## WORK ITEM
Starting at the line with "pixel 277 215" in it, reproduce each line below through the last one, exactly, and include nothing else.

## RECORDS PROVIDED
****************
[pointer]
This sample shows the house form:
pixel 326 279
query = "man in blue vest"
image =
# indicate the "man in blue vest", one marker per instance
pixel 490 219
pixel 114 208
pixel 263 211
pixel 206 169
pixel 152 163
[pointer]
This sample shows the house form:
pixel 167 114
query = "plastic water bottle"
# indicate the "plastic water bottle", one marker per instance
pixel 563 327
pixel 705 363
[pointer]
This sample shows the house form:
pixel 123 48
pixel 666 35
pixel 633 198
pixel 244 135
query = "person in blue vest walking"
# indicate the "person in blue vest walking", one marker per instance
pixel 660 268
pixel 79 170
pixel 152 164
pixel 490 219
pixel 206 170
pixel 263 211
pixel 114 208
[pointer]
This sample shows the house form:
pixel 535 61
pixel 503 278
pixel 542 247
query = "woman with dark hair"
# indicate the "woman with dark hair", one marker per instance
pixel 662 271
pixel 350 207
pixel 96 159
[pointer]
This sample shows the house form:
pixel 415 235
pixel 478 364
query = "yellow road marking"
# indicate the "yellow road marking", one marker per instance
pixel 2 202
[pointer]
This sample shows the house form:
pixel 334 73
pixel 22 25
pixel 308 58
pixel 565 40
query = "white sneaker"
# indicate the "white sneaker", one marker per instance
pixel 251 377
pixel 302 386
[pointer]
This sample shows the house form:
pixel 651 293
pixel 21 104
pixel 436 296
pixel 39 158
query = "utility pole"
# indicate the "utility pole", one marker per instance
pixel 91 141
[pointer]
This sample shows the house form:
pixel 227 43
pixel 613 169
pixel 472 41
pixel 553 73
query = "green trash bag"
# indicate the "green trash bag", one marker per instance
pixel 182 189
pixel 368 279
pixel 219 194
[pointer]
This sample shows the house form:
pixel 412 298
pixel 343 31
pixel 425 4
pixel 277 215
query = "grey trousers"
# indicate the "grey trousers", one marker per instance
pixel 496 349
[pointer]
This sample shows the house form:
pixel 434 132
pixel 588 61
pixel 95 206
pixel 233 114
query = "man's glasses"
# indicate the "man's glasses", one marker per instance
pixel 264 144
****************
## ANSWER BOX
pixel 277 215
query = "grey trousers"
# indicate the "grey trousers", one marker per instance
pixel 496 349
[pointer]
This sample shows the house form:
pixel 434 132
pixel 588 61
pixel 95 206
pixel 233 114
query = "man's glasses"
# indicate the "man's glasses", one marker per instance
pixel 264 144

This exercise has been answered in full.